> [WHAT YOU WILL DO]: Please rewrite the rows below with every "Objective" changed to "Goal" and everything else unchanged. Leave out the pictures.

> [STORED RECORDS]:

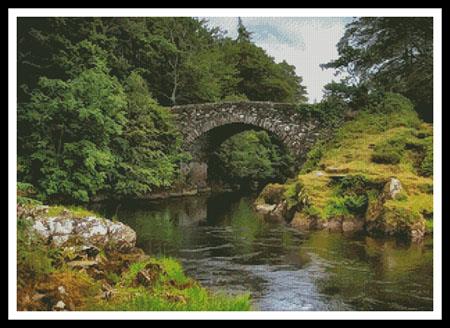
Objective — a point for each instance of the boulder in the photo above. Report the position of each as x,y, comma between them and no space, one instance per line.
336,170
352,225
265,208
279,212
302,222
334,224
393,188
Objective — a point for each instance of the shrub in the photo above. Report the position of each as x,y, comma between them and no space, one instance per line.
313,158
389,151
426,166
291,194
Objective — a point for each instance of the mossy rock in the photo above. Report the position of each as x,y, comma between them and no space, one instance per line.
271,194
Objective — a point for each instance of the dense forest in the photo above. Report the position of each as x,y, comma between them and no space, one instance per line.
93,95
94,120
92,90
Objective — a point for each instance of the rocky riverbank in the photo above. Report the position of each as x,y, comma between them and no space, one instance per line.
73,259
374,175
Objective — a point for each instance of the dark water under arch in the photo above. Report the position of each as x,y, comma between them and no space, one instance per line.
226,246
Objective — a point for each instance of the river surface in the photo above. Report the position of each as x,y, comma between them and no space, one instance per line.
226,246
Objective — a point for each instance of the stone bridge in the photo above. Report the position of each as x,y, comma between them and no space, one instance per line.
205,126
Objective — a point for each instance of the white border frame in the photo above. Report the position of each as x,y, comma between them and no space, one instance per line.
254,12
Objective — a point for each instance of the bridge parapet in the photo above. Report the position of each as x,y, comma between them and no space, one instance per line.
296,131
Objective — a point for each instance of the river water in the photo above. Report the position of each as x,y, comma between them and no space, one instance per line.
226,246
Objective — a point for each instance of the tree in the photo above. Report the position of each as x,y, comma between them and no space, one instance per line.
243,34
149,149
392,54
251,156
64,134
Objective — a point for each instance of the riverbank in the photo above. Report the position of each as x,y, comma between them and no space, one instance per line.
375,175
73,259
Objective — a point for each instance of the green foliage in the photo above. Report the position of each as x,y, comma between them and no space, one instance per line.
390,54
171,291
89,88
33,259
426,165
392,150
343,206
388,152
26,194
65,131
149,148
182,59
250,156
313,158
291,195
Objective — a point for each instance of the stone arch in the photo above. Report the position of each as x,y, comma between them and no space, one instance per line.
292,128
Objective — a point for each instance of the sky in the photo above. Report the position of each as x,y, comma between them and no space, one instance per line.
305,42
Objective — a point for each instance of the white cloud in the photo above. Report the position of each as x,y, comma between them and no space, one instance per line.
305,42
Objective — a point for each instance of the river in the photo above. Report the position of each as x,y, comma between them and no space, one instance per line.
226,246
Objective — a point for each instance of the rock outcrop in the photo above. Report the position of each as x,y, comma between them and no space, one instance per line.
66,230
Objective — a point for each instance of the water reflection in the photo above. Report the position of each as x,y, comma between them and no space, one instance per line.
225,245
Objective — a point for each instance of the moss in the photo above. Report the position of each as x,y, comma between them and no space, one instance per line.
172,290
271,194
384,141
293,196
72,211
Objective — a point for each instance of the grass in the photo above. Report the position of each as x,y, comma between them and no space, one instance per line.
377,145
172,290
165,287
73,211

> [RESPONSE TO THIS EXERCISE]:
Goal — a point for each instance of the boulder in the photo above. Report the position of each as x,y, comma between them and no space, one instance per line.
336,170
352,225
265,208
279,212
302,222
334,224
393,188
Goal — a point for each instance of the shrub in the photo above. Report the position of each as x,y, comma between them and no space, one instance per line.
313,158
389,151
426,166
291,194
Goal — a point for each instance of the mossy rock in the photo above. Report the position of each as x,y, comma between them and no space, one instance per line.
271,194
Goal — a point for each instance of the dense forest in the photo above. Report the position of each as x,y, comma between them and no space, one instance per line.
93,95
94,120
92,90
Goal — a point for each instance of the rocky riverbank in the photo above. Report the position of each as x,y, comma between them and no space, one instance per line.
73,259
374,175
Goal — a point for each instance of the dark water under arch in the photo above. Report the position of each as x,y, comma between them and no space, one instance per line.
226,246
Goal — a point for each instance of the river surface in the photo above. Report the position of each as x,y, comma between them and no space, one instance per line.
226,246
Goal — a point for each instance of the stone bridge in the photo above. Report the position of each as x,y, comma between them and no space, one instance per line.
205,126
Goal — a point for each instance of the white border frame in the photo above. Report the position of each as x,y, comma between them and no space, one instance per line.
254,12
Goal — a point for each instance of the bridge parapet in the photo above. Report the position of each as x,y, comma between them and no space, one instance per line.
296,131
Goal — a point for each instance of the river water in the photo above. Report the position of each as x,y, comma between them and no space, one instance per line.
226,246
Goal — a point for each instance of the tree in the photo above. Report the position of each as x,y, comma between them and no space, one instance per line.
243,34
149,149
392,54
251,156
64,134
Goal — a point for each instance of the riverbank in the photo above. Report the position of each as x,y, comma between them and no space, one instance per line.
375,175
73,259
Goal — a point for each instance of the green foliage in the photo above. Report the position of each as x,y, comma between them and no space, one instance per line.
390,54
171,291
89,88
33,259
426,165
392,150
343,206
388,152
26,194
65,131
149,148
182,59
250,156
313,158
291,195
Goal — a point for each instance of the stone arch in the photo above. Report the position of each as x,y, comma between them and no space, one instance per line.
292,128
Goal — a point for each instance of the sky in the photo above. Report the position of each as x,y, comma between them and no space, one instance per line.
305,42
Goal — a point for each instance of the white cloud in the photo above. Report the position of each as x,y, comma between them and no space, one instance per line.
305,42
Goal — a point for each instance of the river in the photo above. Report the position of each as x,y, comma between them and no space, one instance per line.
226,246
Goal — a point for each instance of the rock outcrop in the photo above. Report the position of each as x,y, comma between them and no space, one instance per line.
66,230
Goal — a point for each instance of the water reflection in the photo above. Report the position of each as x,y, comma between them and no space, one instance per line.
225,245
Goal — a point for each instance of the moss in the photo above. Report the position of each as x,y, comma between them and no space, one instance per line.
172,290
271,194
384,141
293,196
72,211
Goal — a point for each instance of the grass in the photo above. Report the position of each as x,y, comma between them and no space, one instance per line.
377,145
172,290
165,287
73,211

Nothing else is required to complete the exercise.